> Exercise details
Reproduce the entire listing below, line for line, without changing a single character.

> Source records
++++++++++++++++++++

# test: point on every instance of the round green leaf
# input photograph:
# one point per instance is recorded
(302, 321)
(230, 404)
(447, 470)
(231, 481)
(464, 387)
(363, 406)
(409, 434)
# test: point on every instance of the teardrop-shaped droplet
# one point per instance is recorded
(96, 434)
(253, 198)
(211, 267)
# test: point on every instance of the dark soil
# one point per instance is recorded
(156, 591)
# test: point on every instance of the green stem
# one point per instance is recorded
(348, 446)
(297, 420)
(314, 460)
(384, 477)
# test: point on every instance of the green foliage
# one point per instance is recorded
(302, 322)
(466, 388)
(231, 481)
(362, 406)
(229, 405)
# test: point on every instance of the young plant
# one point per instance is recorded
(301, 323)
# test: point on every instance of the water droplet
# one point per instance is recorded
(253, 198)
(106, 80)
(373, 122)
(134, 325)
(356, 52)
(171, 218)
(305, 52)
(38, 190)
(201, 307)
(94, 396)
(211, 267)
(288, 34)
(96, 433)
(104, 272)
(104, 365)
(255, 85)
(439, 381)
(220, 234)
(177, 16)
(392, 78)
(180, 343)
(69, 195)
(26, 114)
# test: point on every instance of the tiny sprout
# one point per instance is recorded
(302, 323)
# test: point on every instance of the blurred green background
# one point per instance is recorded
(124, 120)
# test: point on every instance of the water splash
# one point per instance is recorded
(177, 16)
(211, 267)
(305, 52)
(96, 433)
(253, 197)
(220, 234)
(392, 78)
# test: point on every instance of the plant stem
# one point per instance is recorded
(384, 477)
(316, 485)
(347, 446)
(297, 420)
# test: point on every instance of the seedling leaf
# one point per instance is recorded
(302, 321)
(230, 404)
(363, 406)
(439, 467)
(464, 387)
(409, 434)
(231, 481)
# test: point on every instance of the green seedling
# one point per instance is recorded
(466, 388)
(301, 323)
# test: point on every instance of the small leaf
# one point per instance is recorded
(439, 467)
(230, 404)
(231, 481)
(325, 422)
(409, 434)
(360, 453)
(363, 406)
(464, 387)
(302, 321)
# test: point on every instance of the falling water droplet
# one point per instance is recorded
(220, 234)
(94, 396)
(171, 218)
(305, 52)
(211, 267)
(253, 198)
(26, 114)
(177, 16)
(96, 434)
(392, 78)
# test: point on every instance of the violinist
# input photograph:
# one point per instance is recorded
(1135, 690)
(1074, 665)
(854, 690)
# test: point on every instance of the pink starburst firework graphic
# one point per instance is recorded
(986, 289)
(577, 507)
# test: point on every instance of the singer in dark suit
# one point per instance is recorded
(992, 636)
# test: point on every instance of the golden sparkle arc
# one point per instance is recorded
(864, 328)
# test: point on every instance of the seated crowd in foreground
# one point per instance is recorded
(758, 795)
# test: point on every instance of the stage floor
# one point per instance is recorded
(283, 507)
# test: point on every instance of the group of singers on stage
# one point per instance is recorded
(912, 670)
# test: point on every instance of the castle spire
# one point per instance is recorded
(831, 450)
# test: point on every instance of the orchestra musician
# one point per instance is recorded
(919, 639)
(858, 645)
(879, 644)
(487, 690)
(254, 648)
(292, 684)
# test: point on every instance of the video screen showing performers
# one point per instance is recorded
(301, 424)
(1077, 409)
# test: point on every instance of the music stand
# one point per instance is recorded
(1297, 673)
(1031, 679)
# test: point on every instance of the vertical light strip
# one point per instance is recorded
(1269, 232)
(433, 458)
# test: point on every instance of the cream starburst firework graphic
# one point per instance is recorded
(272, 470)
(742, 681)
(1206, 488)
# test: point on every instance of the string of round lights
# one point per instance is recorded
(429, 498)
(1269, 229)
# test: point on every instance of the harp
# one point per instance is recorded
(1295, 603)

++++++++++++++++++++

> Reply
# test: point on every instance of the round green leaf
# input photograph:
# one point per instance is recorded
(302, 321)
(230, 404)
(447, 470)
(231, 481)
(464, 387)
(363, 406)
(409, 434)
# test: point on every instance of the teardrop-shaped droplet
# one point per instance is recorded
(96, 434)
(253, 198)
(211, 267)
# test: point on every instance of the dark soil
# one point per instance is recorded
(156, 591)
# test: point on every instance of the green stem
# one point per instance is recorded
(348, 446)
(297, 420)
(314, 460)
(384, 477)
# test: point on every instance of the green foliage
# one point per instance is recorded
(302, 322)
(466, 388)
(231, 481)
(362, 406)
(229, 405)
# test: point on every instance of the young plant
# one point per instance is recorded
(301, 323)
# test: point on every instance of the water droplet
# one point per instance is recorded
(253, 198)
(106, 80)
(373, 122)
(134, 325)
(356, 52)
(171, 218)
(305, 52)
(38, 190)
(201, 307)
(94, 396)
(211, 267)
(288, 34)
(96, 433)
(104, 272)
(104, 365)
(255, 85)
(439, 381)
(220, 234)
(177, 16)
(392, 78)
(180, 343)
(69, 195)
(26, 114)
# test: point on every instance of the tiny sprout
# one point per instance is recorded
(302, 323)
# test: point on every instance of the blurred green background
# one point per instance is recorded
(124, 120)
# test: point on every instance of the water splash
# one point per instance is recorded
(177, 16)
(211, 267)
(305, 52)
(96, 433)
(253, 197)
(220, 234)
(392, 78)
# test: point on every instance of the plant stem
# one point per instance is recorded
(384, 477)
(316, 485)
(347, 446)
(297, 420)
# test: point on every instance of the seedling leaf
# one point per instance is recorded
(302, 321)
(230, 404)
(363, 406)
(439, 467)
(464, 387)
(409, 434)
(231, 481)
# test: point on every instance of the green seedling
# one point per instance is recorded
(466, 388)
(301, 323)
# test: point on every instance of the small leaf
# one point per instance is recorded
(439, 467)
(230, 404)
(231, 481)
(325, 422)
(409, 434)
(360, 453)
(363, 406)
(464, 387)
(302, 321)
# test: point on every instance of the falling water droplet
# one point per instance is recorded
(220, 234)
(94, 396)
(171, 218)
(305, 52)
(211, 267)
(253, 198)
(26, 114)
(177, 16)
(96, 434)
(392, 78)
# test: point on every instance of the violinist
# input photograph:
# one point per instance is recorded
(1135, 690)
(1074, 665)
(854, 690)
# test: point on every instance of the pink starburst firework graphic
# one point per instance is recorded
(986, 289)
(577, 507)
# test: point on every instance of the singer in dark suit
# one point per instance is recorded
(992, 636)
# test: point on every instance of the golden sparkle arc
# one point per instance is recorded
(864, 328)
# test: point on every instance of the seated crowd in foreground
# one point per instance is recorded
(758, 795)
# test: point on every instance of the stage floor
# one point per instance is recorded
(283, 507)
# test: point on every instance of the group of singers on stage
# one point per instance is recorded
(912, 670)
# test: point on every instance of the castle spire
# one point per instance is recorded
(831, 450)
# test: point on every instance of the orchestra musician
# one point per instance is recorded
(919, 639)
(858, 645)
(879, 644)
(487, 690)
(254, 648)
(292, 684)
# test: point on every instance of the video screen showing performers
# one point per instance is recorded
(301, 424)
(1077, 409)
# test: point on every instance of the music stand
# one point per instance is recorded
(1297, 673)
(1031, 679)
# test: point on every instance of the vertical light strip
# one point per instance is recorded
(1269, 232)
(433, 458)
# test: point on every instance of the cream starburst firework graphic
# one point per instance is recorded
(272, 470)
(742, 681)
(1206, 488)
# test: point on every instance of the string of round lights
# one point per instance is recorded
(429, 498)
(1269, 229)
# test: point on every instance of the harp
# one point per instance is recorded
(1295, 603)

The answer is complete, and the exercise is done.